REQUIRED WORK: Copy the entries character for character.

EXTRACTED DATA:
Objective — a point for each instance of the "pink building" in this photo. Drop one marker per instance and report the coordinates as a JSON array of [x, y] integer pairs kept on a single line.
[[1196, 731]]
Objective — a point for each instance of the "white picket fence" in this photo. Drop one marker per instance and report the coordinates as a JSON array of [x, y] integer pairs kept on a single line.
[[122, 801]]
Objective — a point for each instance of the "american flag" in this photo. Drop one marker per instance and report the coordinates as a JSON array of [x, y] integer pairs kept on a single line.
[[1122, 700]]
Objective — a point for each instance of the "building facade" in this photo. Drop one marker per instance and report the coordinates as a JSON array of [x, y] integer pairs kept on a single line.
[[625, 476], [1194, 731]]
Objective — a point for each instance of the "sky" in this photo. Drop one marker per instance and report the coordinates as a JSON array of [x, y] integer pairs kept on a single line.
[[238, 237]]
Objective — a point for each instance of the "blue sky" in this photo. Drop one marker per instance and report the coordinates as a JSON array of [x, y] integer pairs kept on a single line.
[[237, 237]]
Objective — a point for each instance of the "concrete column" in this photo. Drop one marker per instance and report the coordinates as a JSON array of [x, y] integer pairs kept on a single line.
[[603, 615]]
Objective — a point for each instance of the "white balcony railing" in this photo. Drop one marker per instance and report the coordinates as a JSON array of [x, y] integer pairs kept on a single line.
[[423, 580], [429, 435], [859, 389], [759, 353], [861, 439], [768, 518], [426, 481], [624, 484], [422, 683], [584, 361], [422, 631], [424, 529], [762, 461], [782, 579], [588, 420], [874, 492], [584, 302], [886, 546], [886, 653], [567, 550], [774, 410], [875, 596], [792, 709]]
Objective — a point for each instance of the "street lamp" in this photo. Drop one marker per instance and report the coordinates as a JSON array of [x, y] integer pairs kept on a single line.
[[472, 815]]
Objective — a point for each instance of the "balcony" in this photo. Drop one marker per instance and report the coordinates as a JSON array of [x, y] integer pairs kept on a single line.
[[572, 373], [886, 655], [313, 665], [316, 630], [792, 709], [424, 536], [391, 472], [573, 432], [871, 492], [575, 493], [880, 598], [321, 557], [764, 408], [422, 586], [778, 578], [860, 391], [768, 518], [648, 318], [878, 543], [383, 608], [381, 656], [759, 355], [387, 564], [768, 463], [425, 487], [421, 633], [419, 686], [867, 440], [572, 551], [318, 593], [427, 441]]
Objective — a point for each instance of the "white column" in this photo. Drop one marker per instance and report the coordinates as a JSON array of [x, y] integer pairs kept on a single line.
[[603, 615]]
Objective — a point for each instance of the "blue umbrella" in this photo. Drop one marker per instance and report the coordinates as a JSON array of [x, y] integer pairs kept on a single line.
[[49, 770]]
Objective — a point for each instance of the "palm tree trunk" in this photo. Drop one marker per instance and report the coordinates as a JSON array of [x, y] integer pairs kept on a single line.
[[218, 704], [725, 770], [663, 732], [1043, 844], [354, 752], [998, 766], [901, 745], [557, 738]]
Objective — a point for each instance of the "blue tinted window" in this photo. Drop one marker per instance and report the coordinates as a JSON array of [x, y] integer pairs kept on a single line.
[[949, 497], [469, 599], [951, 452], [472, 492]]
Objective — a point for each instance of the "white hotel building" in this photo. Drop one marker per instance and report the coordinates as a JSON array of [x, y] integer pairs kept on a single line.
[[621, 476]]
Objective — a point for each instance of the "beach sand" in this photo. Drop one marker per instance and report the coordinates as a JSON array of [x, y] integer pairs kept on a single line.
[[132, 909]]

RESPONSE FOR THIS EXERCISE:
Objective — a point for each instance of the "pink building" in this photo. Drop one marker per instance and report the coordinates as a JSON array of [x, y] integer pairs kept on a single line.
[[1196, 731]]
Objective — a point for each instance of the "white picket fence" in this photo. Drop one marker per instance and report the coordinates as a JSON array of [x, y] integer pairs kept on a single line.
[[122, 801]]
Objective — a point for each instance of the "american flag" in this photo. Drop one marker per instance and report the coordinates as a JSON array of [x, y] integer pairs kept on a single line.
[[1122, 700]]
Objective — a point for each instance of the "building facade" in this photo. Drop one marker per instance and report the coordinates as a JSON array of [x, y] integer pairs kept on a single line.
[[625, 476], [1194, 731]]
Objective — a point for each instance of the "sky" in this photo. Drop one marker per instance and report the coordinates as a JSON array of [x, y] integer pairs kept on a single line.
[[238, 237]]
Objective — a point for each instance of the "blue sky" in this photo. Drop one marker per instance and report the coordinates as a JSON array of [x, y] integer pairs kept on a single line.
[[237, 237]]
Objective — a point for each instance of the "concrete column" in this photo. Drop one marker per instance and report the coordinates as a JSON array of [x, y] integer pairs kept on a single line.
[[603, 615]]
Objective — a point for each instance of the "white balcony railing" in this photo. Drop one marker per instance and report the coordinates as a JSON array of [x, y] integer pairs kept on a single line.
[[423, 580], [429, 435], [859, 389], [759, 353], [861, 439], [768, 518], [426, 481], [624, 484], [422, 683], [584, 361], [422, 631], [424, 529], [762, 461], [782, 579], [588, 420], [874, 492], [584, 302], [886, 546], [886, 653], [567, 550], [774, 410], [875, 596], [792, 709]]
Objective — a point for each instance of the "street lamp" in this photo. Drop one marker per instance and report the coordinates as a JSON array of [x, y] integer pairs kept on a single line.
[[472, 815]]
Objective — a point for each instance of the "balcony" in this photo. Drop one marker per instance and report the coordinates as a JSON array of [x, y] integer pairs kept on a single line.
[[572, 373], [886, 655], [313, 665], [316, 630], [792, 709], [424, 536], [391, 472], [573, 432], [871, 492], [575, 493], [880, 598], [321, 557], [764, 408], [422, 586], [778, 578], [860, 391], [768, 518], [648, 318], [878, 543], [383, 608], [381, 656], [759, 355], [387, 564], [768, 463], [425, 487], [421, 633], [419, 686], [867, 440], [572, 551], [318, 593], [427, 441]]
Objective — a point for each instance of the "white column" in this photo. Drop one marker per instance and report the coordinates as a JSON array of [x, y] integer pairs kept on a single line.
[[603, 615]]
Objective — a point for each instance of the "blue umbrella" in this photo. Drop one marker per instance and report the coordinates as a JSON array of [x, y] integer pairs kept on a single line.
[[49, 770]]
Objective — a point for each instance of the "palm tree trunk" in this photo. Drop one marker per instance and report the coordinates as a JSON array of [x, y] integer pairs kept on a single line.
[[218, 704], [725, 770], [663, 732], [1043, 844], [354, 752], [998, 766], [901, 745], [557, 738]]
Objective — a point for each instance of the "blue tinted window" in this photo. Drop one marker per instance and report the coordinates as a JSON array of [x, y] integer pairs kept on a single line.
[[949, 497], [469, 599], [951, 452], [472, 492]]
Objective — a point for each instance of the "white hotel building" in this photo. Drop one marker per instance and report the coordinates as a JSON array of [x, y] integer pairs kept on a single line.
[[621, 476]]
Objective — a point for each instance of the "beach sand" in this photo. Drop one marker per instance and report the coordinates as a JSON array of [x, y] integer pairs kept on a single line.
[[132, 909]]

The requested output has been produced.